## 阅读文本
如何构建一个硅脑?首先要有一块神经形态芯片
在用硅芯片模拟人类大脑的路上,科学家们已经做了一些尝试,但其速度和能耗都让人无法接受。因此,研究者提出用神经形态芯片代替传统芯片来完成这项艰巨的任务。神经形态芯片是受人脑启发创建的一种芯片,具有速度快、能耗低、可扩展能优点。本文详述了神经形态芯片的基本概念、优势、发展历程及现状。
2012 年,计算机科学家 Dharmendra Modha 使用一台强大的超级计算机模拟了超过 5000 亿个神经元的活动,甚至比人脑中约 850 亿个神经元还要多。这是近十年工作的高潮,十年间,Modha 从模拟啮齿动物和猫的大脑发展到模拟人类规模的大脑。
这一模拟消耗了大量的计算资源--150 万个处理器和 1.5PB(150 万 GB)的内存,计算速度却仍比人脑慢 1500 倍,令人难以忍受。Modha 估计,要使其达到人脑的实时运行速度,需要 12 千兆瓦的能量,大约是胡佛水坝最大输出能力的 6 倍。
「然而,这只是模拟大脑处理一幅卡通画所需的能量」,加州北部 IBM 阿尔马登研究中心类脑计算首席科学家 Modha 说。这一模拟根本无法复制人脑的功能,因为人脑使用的能量与一个 20 瓦的灯泡相当。
自 21 世纪初以来,硬件的改进以及实验和理论神经系统科学的进步使研究人员能够创造出更大更详细的大脑模型。但是越复杂的模拟越容易受到传统计算机硬件的限制,正如 Modha 的耗能模型所展现的那样。
Modha 的人脑模拟实验在劳伦斯利弗莫尔实验室中完成,运行于搭载蓝色基因 BlueGene/ Q 系统的 Sequoia 超级计算机之上,Sequoia 是一个传统计算机硬件的超强集合体:它由大量传统计算机芯片、含数百万晶体管的指甲大小的硅晶片驱动。控制传统计算机芯片结构和功能的规则与我们人类的大脑完全不同。
但事实上,计算机完全不同于人类「思考」方式使得它们在进行数值计算等任务时具有优势。而在其它领域,如理解人类语言或从经验中学习,计算机明显落后于人类。如果科学家想要模拟出一个可以与人类智能相媲美的大脑,他们可能必须从更好的构件——由人脑启发的计算机芯片(神经形态芯片)开始。
所谓的神经形态芯片复制了大脑的结构——也就是说,它们使用类似于神经元动作电位的「神经元脉冲」相互交流。这种脉冲行为允许芯片消耗极少的能量,并且即使将之拼接成非常大规模的系统时,也能保持节能。
「在我看来,最大的优势是可扩展性」,安大略省滑铁卢大学的理论神经科学家 Chris Eliasmith 说。在他的《如何构建大脑》(How to Build a Brain)一书中,Eliasmith 描述了一个由他创建并命名为 Spaun 的功能性大脑的大规模模型。

(摘自某一合集的记录)

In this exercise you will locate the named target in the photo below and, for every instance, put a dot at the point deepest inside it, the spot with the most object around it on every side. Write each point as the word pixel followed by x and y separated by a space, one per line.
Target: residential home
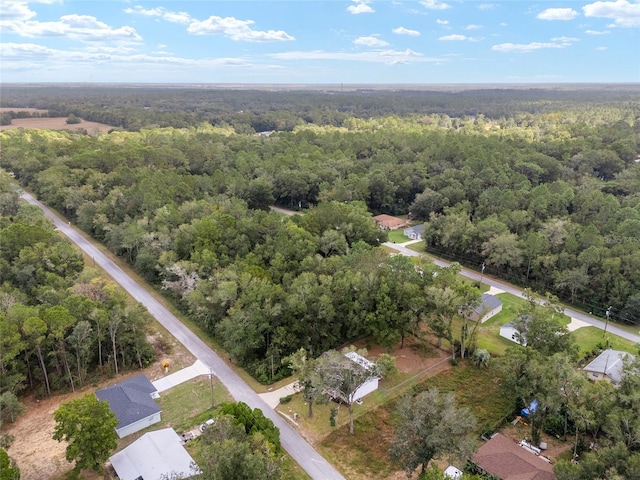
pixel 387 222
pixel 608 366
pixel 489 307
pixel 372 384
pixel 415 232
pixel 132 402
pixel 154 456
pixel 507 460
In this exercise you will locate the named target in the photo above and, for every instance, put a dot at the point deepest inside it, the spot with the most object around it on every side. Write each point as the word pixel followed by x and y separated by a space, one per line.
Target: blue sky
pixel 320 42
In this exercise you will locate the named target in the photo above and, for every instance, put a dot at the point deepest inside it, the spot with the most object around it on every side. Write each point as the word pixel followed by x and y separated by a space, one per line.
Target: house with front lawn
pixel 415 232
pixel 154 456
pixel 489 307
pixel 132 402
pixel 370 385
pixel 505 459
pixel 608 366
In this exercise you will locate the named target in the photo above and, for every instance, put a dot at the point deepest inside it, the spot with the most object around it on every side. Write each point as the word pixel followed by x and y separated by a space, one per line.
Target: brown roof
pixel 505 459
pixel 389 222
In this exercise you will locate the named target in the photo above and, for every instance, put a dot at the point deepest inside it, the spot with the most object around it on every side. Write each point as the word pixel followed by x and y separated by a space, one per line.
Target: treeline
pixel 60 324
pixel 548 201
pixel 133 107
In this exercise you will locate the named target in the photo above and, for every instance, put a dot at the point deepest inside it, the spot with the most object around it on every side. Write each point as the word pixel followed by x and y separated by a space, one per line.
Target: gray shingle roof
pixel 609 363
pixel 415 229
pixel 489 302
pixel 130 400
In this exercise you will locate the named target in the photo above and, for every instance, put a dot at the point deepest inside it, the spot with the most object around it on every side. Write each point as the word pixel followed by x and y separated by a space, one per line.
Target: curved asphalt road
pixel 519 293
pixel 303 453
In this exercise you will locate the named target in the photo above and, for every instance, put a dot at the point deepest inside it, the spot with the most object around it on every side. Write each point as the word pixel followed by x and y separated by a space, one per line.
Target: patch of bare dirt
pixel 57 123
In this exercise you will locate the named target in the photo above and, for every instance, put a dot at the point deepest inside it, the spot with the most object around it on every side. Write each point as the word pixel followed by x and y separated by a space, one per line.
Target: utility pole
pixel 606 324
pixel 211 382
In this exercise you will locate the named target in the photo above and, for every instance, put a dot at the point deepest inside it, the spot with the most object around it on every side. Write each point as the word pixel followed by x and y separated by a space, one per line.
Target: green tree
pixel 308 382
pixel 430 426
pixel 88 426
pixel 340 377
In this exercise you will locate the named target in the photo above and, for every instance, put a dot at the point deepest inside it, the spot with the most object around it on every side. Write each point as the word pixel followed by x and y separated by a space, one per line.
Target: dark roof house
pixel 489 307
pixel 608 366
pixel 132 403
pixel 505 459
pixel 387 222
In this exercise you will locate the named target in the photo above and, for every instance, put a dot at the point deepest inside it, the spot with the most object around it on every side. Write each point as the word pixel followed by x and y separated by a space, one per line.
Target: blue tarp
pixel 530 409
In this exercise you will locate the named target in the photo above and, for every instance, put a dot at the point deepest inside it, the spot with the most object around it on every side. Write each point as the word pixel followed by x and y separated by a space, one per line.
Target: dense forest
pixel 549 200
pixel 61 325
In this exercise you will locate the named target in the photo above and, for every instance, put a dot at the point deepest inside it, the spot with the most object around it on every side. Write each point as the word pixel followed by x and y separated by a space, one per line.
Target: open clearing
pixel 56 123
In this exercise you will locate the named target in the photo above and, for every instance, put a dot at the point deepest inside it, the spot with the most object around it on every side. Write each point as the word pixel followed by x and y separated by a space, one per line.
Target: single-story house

## 任务说明
将关于神经形态芯片的文章中从“但事实上,计算机完全不同于人”到“规模的系统时,也能保持节能。”的部分逐字抄写下来,起止两处的文字都包括在内。

## 完整答案
但事实上,计算机完全不同于人类「思考」方式使得它们在进行数值计算等任务时具有优势。而在其它领域,如理解人类语言或从经验中学习,计算机明显落后于人类。如果科学家想要模拟出一个可以与人类智能相媲美的大脑,他们可能必须从更好的构件——由人脑启发的计算机芯片(神经形态芯片)开始。
所谓的神经形态芯片复制了大脑的结构——也就是说,它们使用类似于神经元动作电位的「神经元脉冲」相互交流。这种脉冲行为允许芯片消耗极少的能量,并且即使将之拼接成非常大规模的系统时,也能保持节能。